RECORDS PROVIDED —

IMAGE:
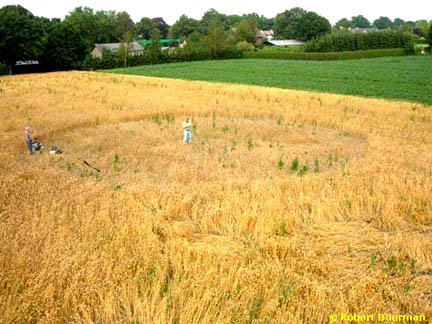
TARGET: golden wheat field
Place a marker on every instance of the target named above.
(289, 206)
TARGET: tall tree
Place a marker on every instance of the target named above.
(430, 38)
(300, 24)
(162, 26)
(155, 46)
(124, 24)
(360, 22)
(210, 18)
(83, 20)
(383, 23)
(312, 25)
(421, 28)
(21, 35)
(64, 49)
(215, 40)
(106, 26)
(183, 27)
(232, 20)
(125, 47)
(344, 23)
(144, 28)
(408, 26)
(286, 23)
(398, 23)
(245, 31)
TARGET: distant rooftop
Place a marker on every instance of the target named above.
(284, 42)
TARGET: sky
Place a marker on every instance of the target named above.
(333, 10)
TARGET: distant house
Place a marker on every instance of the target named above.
(283, 42)
(167, 44)
(261, 35)
(135, 48)
(362, 30)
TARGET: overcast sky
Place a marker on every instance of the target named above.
(333, 10)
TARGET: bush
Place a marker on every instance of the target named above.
(345, 41)
(331, 56)
(291, 48)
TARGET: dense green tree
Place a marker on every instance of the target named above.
(360, 22)
(245, 31)
(22, 35)
(421, 28)
(233, 20)
(183, 27)
(124, 24)
(144, 28)
(162, 26)
(99, 27)
(398, 23)
(286, 23)
(312, 25)
(64, 48)
(216, 39)
(383, 23)
(211, 18)
(106, 26)
(125, 47)
(430, 38)
(300, 24)
(408, 26)
(344, 23)
(155, 47)
(266, 23)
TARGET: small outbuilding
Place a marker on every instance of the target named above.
(134, 48)
(283, 42)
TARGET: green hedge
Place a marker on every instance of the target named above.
(112, 61)
(332, 56)
(347, 41)
(290, 48)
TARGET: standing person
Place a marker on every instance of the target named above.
(29, 139)
(187, 131)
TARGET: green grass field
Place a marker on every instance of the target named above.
(402, 78)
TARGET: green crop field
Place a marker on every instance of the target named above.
(402, 78)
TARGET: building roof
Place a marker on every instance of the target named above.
(363, 30)
(134, 46)
(161, 41)
(264, 33)
(284, 42)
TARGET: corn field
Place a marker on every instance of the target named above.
(289, 206)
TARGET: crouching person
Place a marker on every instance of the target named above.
(187, 131)
(29, 140)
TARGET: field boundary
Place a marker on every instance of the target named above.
(331, 56)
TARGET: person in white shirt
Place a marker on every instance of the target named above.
(187, 131)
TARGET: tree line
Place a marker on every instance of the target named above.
(64, 44)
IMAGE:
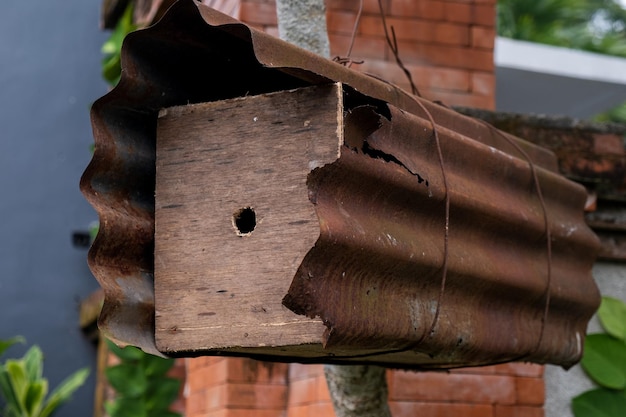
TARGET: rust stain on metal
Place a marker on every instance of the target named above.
(374, 275)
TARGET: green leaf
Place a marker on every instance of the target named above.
(17, 374)
(599, 403)
(127, 379)
(8, 392)
(605, 360)
(165, 413)
(126, 407)
(64, 391)
(35, 396)
(33, 363)
(612, 314)
(129, 353)
(5, 344)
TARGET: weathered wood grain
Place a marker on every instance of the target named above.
(216, 286)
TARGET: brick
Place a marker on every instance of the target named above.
(323, 395)
(197, 403)
(517, 411)
(484, 14)
(215, 398)
(195, 363)
(243, 412)
(412, 409)
(425, 9)
(483, 83)
(250, 370)
(483, 37)
(342, 22)
(436, 386)
(303, 392)
(452, 34)
(417, 30)
(423, 76)
(446, 56)
(259, 13)
(458, 12)
(299, 371)
(477, 370)
(369, 6)
(530, 391)
(207, 376)
(312, 410)
(256, 396)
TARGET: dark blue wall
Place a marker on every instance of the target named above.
(49, 76)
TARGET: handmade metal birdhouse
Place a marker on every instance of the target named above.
(258, 200)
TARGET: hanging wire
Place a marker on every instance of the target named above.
(393, 45)
(347, 60)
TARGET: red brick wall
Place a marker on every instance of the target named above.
(446, 45)
(233, 387)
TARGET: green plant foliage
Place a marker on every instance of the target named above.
(24, 389)
(612, 314)
(592, 25)
(141, 383)
(599, 403)
(112, 48)
(605, 360)
(605, 363)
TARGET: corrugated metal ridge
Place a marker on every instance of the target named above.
(380, 252)
(195, 54)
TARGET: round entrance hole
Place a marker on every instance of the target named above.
(244, 221)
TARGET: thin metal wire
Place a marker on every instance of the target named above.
(347, 60)
(393, 45)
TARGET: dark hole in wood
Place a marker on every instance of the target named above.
(245, 221)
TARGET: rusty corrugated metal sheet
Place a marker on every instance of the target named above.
(497, 261)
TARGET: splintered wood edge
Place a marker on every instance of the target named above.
(214, 160)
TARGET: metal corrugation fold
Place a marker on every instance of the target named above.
(497, 279)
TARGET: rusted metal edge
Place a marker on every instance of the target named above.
(374, 276)
(591, 154)
(195, 54)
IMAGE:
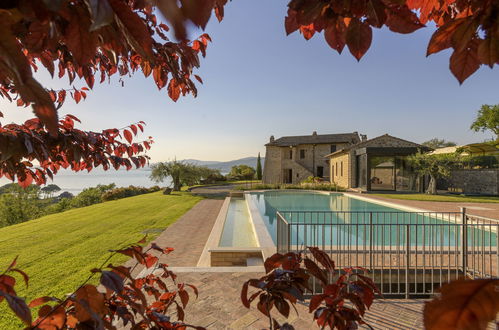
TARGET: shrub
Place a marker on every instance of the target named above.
(90, 196)
(481, 161)
(316, 186)
(214, 178)
(241, 172)
(124, 192)
(19, 204)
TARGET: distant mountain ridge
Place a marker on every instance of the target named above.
(225, 167)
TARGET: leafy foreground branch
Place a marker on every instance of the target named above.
(147, 302)
(121, 300)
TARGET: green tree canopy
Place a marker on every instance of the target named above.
(242, 172)
(436, 166)
(438, 143)
(50, 190)
(487, 119)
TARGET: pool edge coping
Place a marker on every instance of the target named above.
(215, 234)
(262, 235)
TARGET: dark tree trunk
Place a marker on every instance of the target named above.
(432, 186)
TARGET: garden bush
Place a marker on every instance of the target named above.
(124, 192)
(304, 186)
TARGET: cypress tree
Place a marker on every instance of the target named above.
(259, 168)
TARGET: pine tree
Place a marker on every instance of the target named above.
(259, 168)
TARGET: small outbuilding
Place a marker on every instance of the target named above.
(378, 164)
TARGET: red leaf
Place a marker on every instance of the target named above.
(290, 22)
(442, 38)
(55, 320)
(463, 64)
(198, 78)
(112, 281)
(77, 96)
(134, 129)
(80, 41)
(376, 14)
(134, 27)
(463, 304)
(358, 38)
(308, 31)
(128, 136)
(335, 35)
(41, 300)
(150, 261)
(488, 50)
(402, 20)
(18, 306)
(184, 297)
(315, 302)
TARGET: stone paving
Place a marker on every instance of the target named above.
(188, 234)
(489, 210)
(219, 305)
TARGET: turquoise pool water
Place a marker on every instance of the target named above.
(237, 231)
(349, 224)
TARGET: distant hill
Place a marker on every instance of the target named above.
(225, 167)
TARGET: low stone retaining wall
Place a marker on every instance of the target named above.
(224, 257)
(473, 182)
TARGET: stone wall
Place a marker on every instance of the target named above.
(277, 161)
(338, 176)
(473, 182)
(299, 172)
(272, 167)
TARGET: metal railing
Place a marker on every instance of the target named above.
(406, 253)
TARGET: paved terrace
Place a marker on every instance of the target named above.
(489, 210)
(219, 306)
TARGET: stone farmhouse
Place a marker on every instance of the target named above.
(349, 160)
(292, 159)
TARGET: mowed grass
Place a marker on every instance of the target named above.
(58, 251)
(441, 198)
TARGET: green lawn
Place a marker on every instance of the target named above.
(57, 251)
(441, 198)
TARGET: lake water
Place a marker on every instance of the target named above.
(76, 182)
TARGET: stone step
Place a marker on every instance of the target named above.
(254, 262)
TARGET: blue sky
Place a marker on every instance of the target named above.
(258, 82)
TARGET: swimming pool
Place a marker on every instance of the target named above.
(237, 230)
(343, 220)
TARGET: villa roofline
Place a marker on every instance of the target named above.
(363, 143)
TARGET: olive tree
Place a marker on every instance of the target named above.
(487, 119)
(436, 166)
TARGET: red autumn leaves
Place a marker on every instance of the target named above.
(471, 28)
(31, 155)
(349, 23)
(88, 39)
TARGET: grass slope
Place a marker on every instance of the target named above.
(441, 198)
(57, 251)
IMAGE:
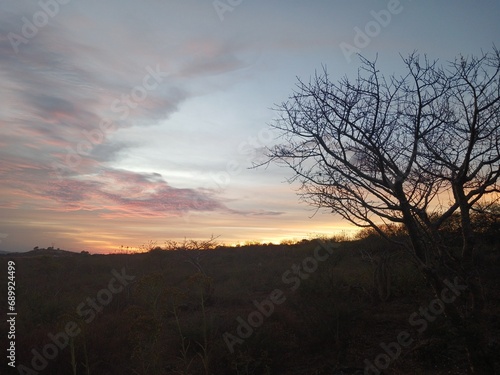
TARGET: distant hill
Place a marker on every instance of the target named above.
(39, 252)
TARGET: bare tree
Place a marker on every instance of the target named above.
(412, 150)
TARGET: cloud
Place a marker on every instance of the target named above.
(120, 193)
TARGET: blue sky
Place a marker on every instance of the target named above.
(128, 121)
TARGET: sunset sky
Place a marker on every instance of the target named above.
(128, 121)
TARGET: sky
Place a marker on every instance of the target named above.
(124, 122)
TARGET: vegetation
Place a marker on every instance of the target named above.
(171, 318)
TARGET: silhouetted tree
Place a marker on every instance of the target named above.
(413, 150)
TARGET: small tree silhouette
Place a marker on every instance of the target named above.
(378, 150)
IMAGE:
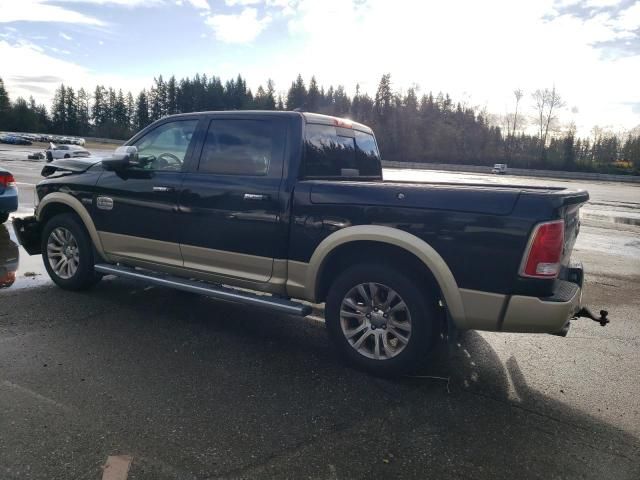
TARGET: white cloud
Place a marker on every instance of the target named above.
(25, 62)
(479, 49)
(201, 4)
(233, 3)
(39, 11)
(630, 18)
(240, 28)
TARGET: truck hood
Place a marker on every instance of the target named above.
(72, 165)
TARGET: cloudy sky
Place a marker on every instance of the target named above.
(478, 51)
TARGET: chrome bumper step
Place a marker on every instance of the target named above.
(214, 291)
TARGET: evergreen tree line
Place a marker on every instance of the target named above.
(410, 128)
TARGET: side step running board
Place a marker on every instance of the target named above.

WHAT TO PRODUCE —
The lines you return should be those above that contain the word "hole", every one of them.

TASK OUTPUT —
TARGET: round entrance hole
TARGET: dark hole in wood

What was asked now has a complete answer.